*Source extract:*
--- START ---

'How to get the category name of the character type in Java?
The Character.getType(int codePoint) returns an integer and I couldn't find a way to
get the unicode category name, such as "Lu" or "Cn", out of it.
What I want is a method such as Character.getCategoryTypeName(int codePoint) that returns a String representing the type.
The category names are in the constants comments, and one way would be write a switch case for the returned type and then manually encode the type name, something like this:
my original plan was something like this:
for (int i = 0; i <= 0x10FFFF; i++) {
switch (Character.getType(i)) {
// General category "Sc" in the Unicode specification.
// public static final byte CURRENCY_SYMBOL = 26;
case Character.CURRENCY_SYMBOL:
map.put(i, "Sc");
break;
....
}
}
however this will be very tedious. Is there an automatic way or a library to do the task?
Solution 1:[1]
As commented, there seems to be no such functionality currently bundled with Java. As Marcono1234 commented, a feature-request is on the books but is not yet implemented.
Note to self: If I ever rub elbows with Brian Goetz or Mark Reinhold at a conference, ask/plead/beg them for a major revamp of working with code points & Unicode in Java: Project Papyrus.
I whipped up a couple ways to produce your desired two-letter name for each of the thirty "General Category" items defined by Unicode. (This two-letter name is called an “alias” in the Unicode spec.) One of my implementations is merely a switch hard-coded for each alias. The other is more complicated, defining a couple of enums.
Both of these implementations were created by me merely as an exercise. I have not used them in production. I am not saying they are the best route, but hopefully they might prove useful or at least inspire a better effort by someone else.
Basic
In Java 14+, use switch expressions for each of the "General Category" constants defined on Character class. If unfamiliar, see JEP 361: Switch Expressions.

--- END ---

*Stored rows:*
--- START ---

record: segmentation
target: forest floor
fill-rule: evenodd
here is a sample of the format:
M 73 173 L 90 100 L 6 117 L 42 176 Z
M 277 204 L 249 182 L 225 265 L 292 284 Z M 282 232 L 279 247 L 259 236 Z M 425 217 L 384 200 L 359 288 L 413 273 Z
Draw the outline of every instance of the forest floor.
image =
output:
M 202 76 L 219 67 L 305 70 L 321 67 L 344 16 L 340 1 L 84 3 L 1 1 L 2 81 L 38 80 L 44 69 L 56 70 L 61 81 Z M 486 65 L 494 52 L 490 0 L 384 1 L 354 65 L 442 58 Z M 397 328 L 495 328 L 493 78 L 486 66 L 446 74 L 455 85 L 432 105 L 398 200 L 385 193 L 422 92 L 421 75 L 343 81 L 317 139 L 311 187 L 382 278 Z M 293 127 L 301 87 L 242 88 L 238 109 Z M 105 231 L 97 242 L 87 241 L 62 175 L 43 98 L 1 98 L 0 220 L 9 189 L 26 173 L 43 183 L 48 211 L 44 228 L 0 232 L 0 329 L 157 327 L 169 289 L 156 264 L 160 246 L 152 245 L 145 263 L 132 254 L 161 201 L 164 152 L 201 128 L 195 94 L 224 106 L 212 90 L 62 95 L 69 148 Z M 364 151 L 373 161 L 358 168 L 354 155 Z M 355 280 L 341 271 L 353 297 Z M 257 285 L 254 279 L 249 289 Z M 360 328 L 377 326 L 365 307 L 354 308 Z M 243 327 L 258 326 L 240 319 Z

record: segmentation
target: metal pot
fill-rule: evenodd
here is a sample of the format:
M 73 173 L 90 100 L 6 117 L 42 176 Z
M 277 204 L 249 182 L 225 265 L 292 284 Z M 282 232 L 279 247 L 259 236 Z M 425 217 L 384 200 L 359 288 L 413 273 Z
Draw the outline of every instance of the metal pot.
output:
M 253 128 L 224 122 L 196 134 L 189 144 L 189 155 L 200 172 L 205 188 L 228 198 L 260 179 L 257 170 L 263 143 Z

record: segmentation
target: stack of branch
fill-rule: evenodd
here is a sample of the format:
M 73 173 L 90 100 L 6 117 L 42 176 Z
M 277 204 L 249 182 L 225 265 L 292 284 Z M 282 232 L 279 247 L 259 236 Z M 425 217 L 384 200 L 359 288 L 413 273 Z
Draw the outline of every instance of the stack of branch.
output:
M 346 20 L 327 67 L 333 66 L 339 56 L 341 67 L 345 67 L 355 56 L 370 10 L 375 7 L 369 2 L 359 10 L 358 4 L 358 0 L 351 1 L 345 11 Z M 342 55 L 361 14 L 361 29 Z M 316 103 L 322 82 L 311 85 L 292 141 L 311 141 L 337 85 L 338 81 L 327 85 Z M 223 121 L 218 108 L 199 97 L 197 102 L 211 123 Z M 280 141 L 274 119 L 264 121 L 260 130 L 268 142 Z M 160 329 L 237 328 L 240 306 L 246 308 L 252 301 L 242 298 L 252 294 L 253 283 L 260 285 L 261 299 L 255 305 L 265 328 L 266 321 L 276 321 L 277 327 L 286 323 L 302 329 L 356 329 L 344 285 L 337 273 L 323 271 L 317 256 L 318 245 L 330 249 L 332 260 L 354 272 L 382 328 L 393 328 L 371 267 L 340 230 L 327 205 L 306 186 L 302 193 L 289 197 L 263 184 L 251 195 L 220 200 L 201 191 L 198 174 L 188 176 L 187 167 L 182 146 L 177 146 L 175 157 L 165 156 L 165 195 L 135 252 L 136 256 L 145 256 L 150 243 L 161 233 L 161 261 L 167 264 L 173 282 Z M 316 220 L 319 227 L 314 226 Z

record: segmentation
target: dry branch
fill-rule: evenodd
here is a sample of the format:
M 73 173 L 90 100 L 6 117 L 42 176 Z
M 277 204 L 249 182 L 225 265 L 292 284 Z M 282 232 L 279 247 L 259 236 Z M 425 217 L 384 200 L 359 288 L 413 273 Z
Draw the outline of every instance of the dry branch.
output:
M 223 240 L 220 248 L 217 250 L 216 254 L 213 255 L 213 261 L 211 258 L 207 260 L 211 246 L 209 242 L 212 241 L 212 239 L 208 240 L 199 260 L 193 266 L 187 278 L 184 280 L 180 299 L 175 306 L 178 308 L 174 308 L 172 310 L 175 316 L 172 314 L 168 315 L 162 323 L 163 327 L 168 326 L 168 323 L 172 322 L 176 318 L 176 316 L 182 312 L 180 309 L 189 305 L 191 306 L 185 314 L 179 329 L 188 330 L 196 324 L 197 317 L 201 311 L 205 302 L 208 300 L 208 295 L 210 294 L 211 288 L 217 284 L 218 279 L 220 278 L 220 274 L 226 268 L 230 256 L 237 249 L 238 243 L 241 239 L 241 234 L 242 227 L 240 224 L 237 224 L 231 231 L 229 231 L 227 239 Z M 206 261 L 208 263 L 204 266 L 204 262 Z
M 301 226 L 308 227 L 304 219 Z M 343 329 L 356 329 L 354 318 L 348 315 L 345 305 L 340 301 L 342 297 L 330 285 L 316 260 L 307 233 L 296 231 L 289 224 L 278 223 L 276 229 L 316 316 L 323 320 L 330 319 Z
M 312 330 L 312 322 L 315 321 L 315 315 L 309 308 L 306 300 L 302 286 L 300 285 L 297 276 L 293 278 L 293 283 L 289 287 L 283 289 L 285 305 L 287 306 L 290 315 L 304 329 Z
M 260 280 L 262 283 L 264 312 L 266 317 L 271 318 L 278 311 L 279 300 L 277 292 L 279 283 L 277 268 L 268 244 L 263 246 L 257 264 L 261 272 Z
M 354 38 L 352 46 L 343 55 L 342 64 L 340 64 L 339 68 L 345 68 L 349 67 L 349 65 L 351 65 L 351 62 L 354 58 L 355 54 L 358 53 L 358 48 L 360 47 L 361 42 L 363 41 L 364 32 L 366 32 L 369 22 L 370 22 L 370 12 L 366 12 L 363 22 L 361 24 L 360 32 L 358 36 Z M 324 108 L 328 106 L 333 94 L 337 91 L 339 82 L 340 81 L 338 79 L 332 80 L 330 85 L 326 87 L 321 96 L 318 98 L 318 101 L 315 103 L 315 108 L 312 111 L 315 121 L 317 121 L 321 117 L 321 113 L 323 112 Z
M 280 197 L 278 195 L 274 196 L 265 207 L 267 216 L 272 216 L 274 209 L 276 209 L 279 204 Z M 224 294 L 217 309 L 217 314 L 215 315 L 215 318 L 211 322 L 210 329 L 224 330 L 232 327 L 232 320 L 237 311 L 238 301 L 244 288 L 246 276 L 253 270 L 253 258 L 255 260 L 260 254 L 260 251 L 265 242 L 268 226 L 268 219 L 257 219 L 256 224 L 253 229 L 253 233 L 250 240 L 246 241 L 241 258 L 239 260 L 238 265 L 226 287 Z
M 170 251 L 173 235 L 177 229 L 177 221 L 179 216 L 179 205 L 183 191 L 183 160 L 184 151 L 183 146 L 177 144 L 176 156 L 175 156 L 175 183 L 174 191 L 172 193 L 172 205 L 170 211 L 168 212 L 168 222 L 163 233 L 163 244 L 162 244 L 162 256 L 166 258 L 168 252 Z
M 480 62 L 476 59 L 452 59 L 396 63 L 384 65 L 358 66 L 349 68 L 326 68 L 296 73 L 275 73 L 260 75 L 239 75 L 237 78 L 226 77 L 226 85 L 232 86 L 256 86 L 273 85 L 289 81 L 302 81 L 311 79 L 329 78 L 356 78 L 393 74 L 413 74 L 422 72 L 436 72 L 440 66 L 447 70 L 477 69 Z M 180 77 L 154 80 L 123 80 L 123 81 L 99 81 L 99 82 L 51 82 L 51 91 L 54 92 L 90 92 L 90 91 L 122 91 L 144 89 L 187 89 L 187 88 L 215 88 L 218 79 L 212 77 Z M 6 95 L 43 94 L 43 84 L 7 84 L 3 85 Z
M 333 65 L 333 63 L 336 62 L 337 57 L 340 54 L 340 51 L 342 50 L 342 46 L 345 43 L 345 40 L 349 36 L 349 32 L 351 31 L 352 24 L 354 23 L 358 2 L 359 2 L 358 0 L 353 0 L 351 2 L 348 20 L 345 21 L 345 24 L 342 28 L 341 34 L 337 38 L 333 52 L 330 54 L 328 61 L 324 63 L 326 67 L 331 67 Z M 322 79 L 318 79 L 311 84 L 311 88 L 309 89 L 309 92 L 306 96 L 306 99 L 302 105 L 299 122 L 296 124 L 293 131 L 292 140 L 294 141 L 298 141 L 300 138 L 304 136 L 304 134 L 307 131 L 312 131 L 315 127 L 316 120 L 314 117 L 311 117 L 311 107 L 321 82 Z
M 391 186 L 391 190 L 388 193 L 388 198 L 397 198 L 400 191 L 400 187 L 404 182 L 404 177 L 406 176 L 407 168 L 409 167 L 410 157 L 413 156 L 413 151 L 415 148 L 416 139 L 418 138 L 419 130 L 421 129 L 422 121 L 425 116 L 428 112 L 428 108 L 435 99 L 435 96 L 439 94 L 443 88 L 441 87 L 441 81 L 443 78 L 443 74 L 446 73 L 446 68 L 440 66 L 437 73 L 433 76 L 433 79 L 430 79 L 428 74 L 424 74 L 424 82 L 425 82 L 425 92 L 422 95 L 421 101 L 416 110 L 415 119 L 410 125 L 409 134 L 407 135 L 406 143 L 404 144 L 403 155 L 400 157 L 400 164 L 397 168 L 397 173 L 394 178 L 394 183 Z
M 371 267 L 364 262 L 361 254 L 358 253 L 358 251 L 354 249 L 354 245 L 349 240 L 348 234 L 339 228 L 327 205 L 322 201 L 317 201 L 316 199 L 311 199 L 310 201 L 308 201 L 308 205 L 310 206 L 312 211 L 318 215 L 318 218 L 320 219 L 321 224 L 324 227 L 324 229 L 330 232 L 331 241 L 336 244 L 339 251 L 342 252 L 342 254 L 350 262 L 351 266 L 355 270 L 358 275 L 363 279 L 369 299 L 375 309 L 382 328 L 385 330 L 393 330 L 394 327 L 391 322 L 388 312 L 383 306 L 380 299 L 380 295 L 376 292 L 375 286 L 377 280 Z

--- END ---

*Problems:*
**1)** List every two-letter Unicode general category name that appears in the Java thread.
**2)** According to the Java thread, how many "General Category" items does Unicode define?
**3)** Return the passage of the Java thread verbatim, starting at "I whipped up" and ending at "361: Switch Expressions.".

*Answers provided:*
**1)** Lu, Cn, Sc

**2)** Thirty.

**3)**
I whipped up a couple ways to produce your desired two-letter name for each of the thirty "General Category" items defined by Unicode. (This two-letter name is called an “alias” in the Unicode spec.) One of my implementations is merely a switch hard-coded for each alias. The other is more complicated, defining a couple of enums.
Both of these implementations were created by me merely as an exercise. I have not used them in production. I am not saying they are the best route, but hopefully they might prove useful or at least inspire a better effort by someone else.
Basic
In Java 14+, use switch expressions for each of the "General Category" constants defined on Character class. If unfamiliar, see JEP 361: Switch Expressions.